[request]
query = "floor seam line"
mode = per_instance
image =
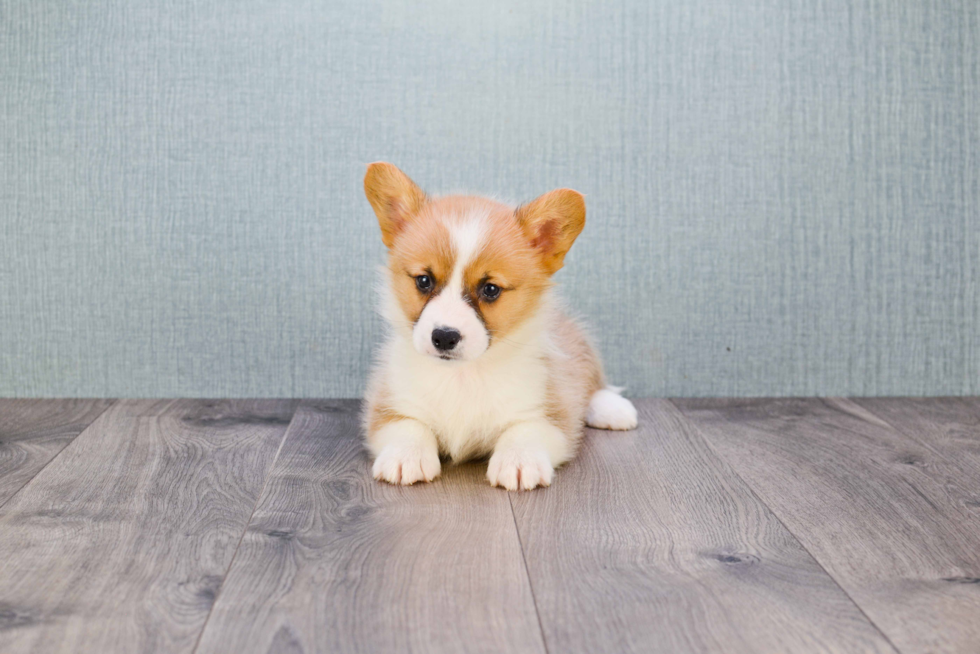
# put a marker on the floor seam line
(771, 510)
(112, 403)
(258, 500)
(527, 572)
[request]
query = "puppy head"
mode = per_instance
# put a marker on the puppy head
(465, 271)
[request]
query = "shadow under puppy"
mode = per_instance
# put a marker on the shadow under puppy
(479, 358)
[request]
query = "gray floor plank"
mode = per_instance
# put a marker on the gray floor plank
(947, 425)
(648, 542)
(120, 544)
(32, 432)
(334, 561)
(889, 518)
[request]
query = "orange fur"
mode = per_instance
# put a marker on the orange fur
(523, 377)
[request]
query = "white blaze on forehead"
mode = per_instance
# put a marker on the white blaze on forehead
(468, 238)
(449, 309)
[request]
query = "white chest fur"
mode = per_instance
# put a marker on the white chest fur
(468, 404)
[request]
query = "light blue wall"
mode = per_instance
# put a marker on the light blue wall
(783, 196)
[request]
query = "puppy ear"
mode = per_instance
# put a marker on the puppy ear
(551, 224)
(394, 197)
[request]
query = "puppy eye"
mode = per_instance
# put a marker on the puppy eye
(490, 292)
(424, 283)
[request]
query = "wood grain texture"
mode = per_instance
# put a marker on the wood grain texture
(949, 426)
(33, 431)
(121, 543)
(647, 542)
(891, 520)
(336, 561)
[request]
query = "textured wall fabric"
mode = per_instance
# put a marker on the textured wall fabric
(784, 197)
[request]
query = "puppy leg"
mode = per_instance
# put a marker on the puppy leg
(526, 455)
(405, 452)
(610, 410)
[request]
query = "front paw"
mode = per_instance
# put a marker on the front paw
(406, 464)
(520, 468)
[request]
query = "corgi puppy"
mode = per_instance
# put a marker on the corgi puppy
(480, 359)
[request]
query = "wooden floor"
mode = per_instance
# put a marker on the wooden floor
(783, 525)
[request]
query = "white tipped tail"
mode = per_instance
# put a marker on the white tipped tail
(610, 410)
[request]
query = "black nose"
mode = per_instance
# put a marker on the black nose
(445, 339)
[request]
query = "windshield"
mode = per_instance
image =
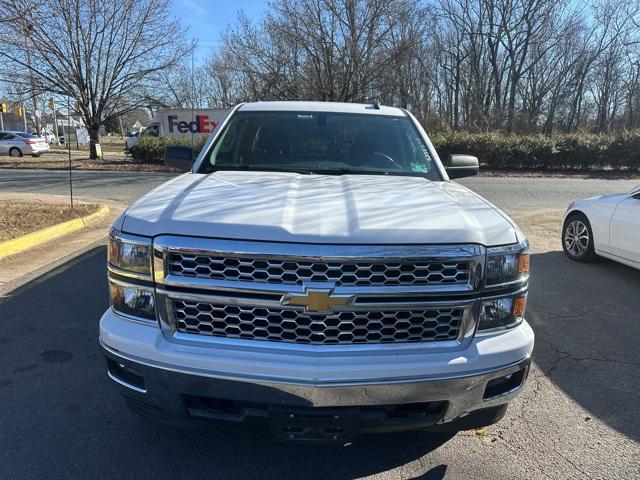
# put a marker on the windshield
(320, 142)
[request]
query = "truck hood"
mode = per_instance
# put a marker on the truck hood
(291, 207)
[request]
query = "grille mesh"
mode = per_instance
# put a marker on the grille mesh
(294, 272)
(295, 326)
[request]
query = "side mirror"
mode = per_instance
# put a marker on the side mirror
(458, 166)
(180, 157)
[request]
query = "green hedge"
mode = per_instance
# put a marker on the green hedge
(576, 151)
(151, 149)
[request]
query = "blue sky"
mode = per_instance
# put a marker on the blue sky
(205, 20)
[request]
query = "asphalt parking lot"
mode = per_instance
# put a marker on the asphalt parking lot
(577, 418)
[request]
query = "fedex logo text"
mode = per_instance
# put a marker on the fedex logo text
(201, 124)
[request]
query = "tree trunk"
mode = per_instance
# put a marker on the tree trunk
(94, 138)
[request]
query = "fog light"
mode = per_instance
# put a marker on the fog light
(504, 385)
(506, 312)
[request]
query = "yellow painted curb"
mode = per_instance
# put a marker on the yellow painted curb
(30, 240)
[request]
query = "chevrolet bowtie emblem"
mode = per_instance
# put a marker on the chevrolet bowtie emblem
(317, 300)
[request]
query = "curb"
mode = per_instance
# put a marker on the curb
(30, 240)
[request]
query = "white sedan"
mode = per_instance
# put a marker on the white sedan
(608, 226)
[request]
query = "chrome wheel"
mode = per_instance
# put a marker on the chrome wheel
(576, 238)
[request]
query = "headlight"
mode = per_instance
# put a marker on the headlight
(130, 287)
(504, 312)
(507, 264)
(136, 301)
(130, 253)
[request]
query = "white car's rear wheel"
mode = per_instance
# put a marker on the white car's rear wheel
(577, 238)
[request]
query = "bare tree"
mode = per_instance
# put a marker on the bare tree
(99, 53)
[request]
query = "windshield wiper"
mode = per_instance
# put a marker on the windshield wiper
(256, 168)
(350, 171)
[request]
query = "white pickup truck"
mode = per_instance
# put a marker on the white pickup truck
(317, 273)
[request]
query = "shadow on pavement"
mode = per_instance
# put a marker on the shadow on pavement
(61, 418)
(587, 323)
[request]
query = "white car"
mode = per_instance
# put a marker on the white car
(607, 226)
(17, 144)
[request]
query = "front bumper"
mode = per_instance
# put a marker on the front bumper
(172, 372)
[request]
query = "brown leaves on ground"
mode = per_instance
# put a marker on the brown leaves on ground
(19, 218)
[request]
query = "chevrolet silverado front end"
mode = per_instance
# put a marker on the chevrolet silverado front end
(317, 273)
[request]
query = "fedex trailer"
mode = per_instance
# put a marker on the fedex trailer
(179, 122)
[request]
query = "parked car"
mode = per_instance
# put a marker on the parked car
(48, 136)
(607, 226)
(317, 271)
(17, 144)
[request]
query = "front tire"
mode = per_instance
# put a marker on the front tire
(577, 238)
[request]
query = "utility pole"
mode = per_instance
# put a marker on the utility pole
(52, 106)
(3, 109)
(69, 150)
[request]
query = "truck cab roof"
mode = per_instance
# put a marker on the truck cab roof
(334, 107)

## Task directions
Exact duplication of all the records is required; pictures are omitted from the copy.

## Answer to the exercise
[request]
query = "floor seam line"
mode = per_instance
image =
# put a marker on the floor seam line
(771, 510)
(112, 403)
(258, 500)
(527, 572)
[request]
query = "puppy head"
mode = per_instance
# put a marker on the puppy head
(465, 271)
[request]
query = "shadow under puppy"
mode = per_instance
# put a marker on the shadow under puppy
(479, 358)
[request]
query = "gray floor plank"
mode = per_instance
# put a marker on the gray floor plank
(947, 425)
(648, 542)
(120, 544)
(32, 432)
(334, 561)
(889, 518)
[request]
query = "orange fur"
mode = per_instance
# put a marker on the orange fur
(523, 377)
[request]
query = "white blaze on forehead"
mode = per_instance
# put a marker on the white blaze on forehead
(468, 238)
(449, 309)
[request]
query = "white chest fur"
mode = per_instance
# put a marker on the white chest fur
(468, 404)
[request]
query = "light blue wall"
mode = per_instance
# put a marker on the light blue wall
(783, 196)
[request]
query = "puppy ear"
mode = per_instance
# put a marker on the puppy ear
(551, 224)
(394, 197)
[request]
query = "puppy eye"
mode = per_instance
# put a marker on the puppy eye
(490, 292)
(424, 283)
[request]
query = "wood grain texture"
mode = per_instance
# put a marker on the wood grain texture
(949, 426)
(33, 431)
(121, 543)
(647, 542)
(891, 520)
(336, 561)
[request]
query = "textured wall fabric"
mode = per_instance
# put a marker on the textured wall fabric
(784, 197)
[request]
query = "puppy leg"
mode = per_instance
# put a marker on the puppy leg
(526, 455)
(405, 452)
(610, 410)
[request]
query = "front paw"
mode = per_instance
# put a marker on the front paw
(406, 464)
(520, 468)
[request]
query = "corgi puppy"
mode = per_instance
# put a marker on the corgi puppy
(480, 359)
[request]
query = "wooden floor"
mode = per_instance
# put a marker on the wooden floor
(783, 525)
[request]
query = "white tipped tail"
mode = per_instance
# put a marker on the white tipped tail
(610, 410)
[request]
query = "black nose"
mode = per_instance
# put a marker on the black nose
(445, 339)
[request]
query = "windshield"
mode = per_instance
image =
# put a marker on the windshield
(320, 142)
[request]
query = "truck hood"
mode = per_instance
# put a marker on the truck hood
(291, 207)
[request]
query = "grille mesh"
mode = per_instance
# put a marker on the grille mesh
(294, 272)
(295, 326)
[request]
query = "side mirror"
mode = per_instance
# put a marker on the side mirror
(458, 166)
(180, 157)
[request]
query = "green hedge"
mode = per_instance
# put a marker on the green hedge
(576, 151)
(151, 149)
[request]
query = "blue sky"
mode = per_instance
# put a marker on the blue sky
(205, 20)
[request]
query = "asphalt parking lot"
mode = per_instance
# put a marker on the asphalt parking lot
(577, 418)
[request]
query = "fedex logo text"
mode = per_instance
# put a marker on the fedex logo text
(201, 124)
[request]
query = "tree trunk"
mode = per_instance
# put a marker on the tree trunk
(94, 138)
[request]
query = "fog light"
mode = per_instance
# put a marker on the fog light
(504, 385)
(506, 312)
[request]
query = "yellow painted curb"
mode = per_instance
# put a marker on the yellow painted curb
(30, 240)
[request]
query = "chevrolet bowtie emblem"
mode = per_instance
# put a marker on the chevrolet bowtie emblem
(317, 300)
[request]
query = "curb"
mode = per_instance
# put a marker on the curb
(30, 240)
[request]
query = "white sedan"
mode = per_instance
# put a marker on the white sedan
(608, 226)
[request]
query = "chrome wheel"
mode = per_instance
# put a marker on the chrome wheel
(576, 238)
[request]
query = "headlight"
mode = per_instance
# put a marker on the headlight
(130, 287)
(504, 312)
(507, 264)
(136, 301)
(130, 253)
[request]
query = "white car's rear wheel"
mode = per_instance
# put a marker on the white car's rear wheel
(577, 238)
[request]
query = "bare tree"
mode = per_instance
# put a marker on the bare tree
(99, 53)
[request]
query = "windshield wiper"
mode = per_instance
# put a marker on the windshield wiper
(256, 168)
(350, 171)
[request]
query = "white pickup truck"
mode = per_instance
# put a marker on the white pickup truck
(317, 273)
[request]
query = "shadow on pavement"
mode = per_instance
# put a marker on the shadow on pavement
(61, 418)
(587, 323)
[request]
query = "white car"
mode = per_instance
# put a marker on the white car
(607, 226)
(17, 144)
[request]
query = "front bumper"
mode = per_instance
# put a marker on the front bumper
(172, 372)
[request]
query = "brown leaves on ground"
mode = per_instance
# put a marker on the brown leaves on ground
(19, 218)
[request]
query = "chevrolet silverado front end"
mode = per_instance
# put a marker on the chevrolet silverado front end
(317, 273)
[request]
query = "fedex trailer"
mode = per_instance
# put a marker on the fedex trailer
(179, 122)
[request]
query = "parked car"
mode = per_instance
# put a marker on the parked car
(48, 136)
(607, 226)
(317, 271)
(17, 144)
[request]
query = "front tire"
mode = per_instance
# put a marker on the front tire
(577, 238)
[request]
query = "utility pole"
mode = per_instance
# put a marker on the utility pole
(52, 106)
(3, 109)
(69, 150)
[request]
query = "truck cab roof"
mode = per_instance
# put a marker on the truck cab roof
(334, 107)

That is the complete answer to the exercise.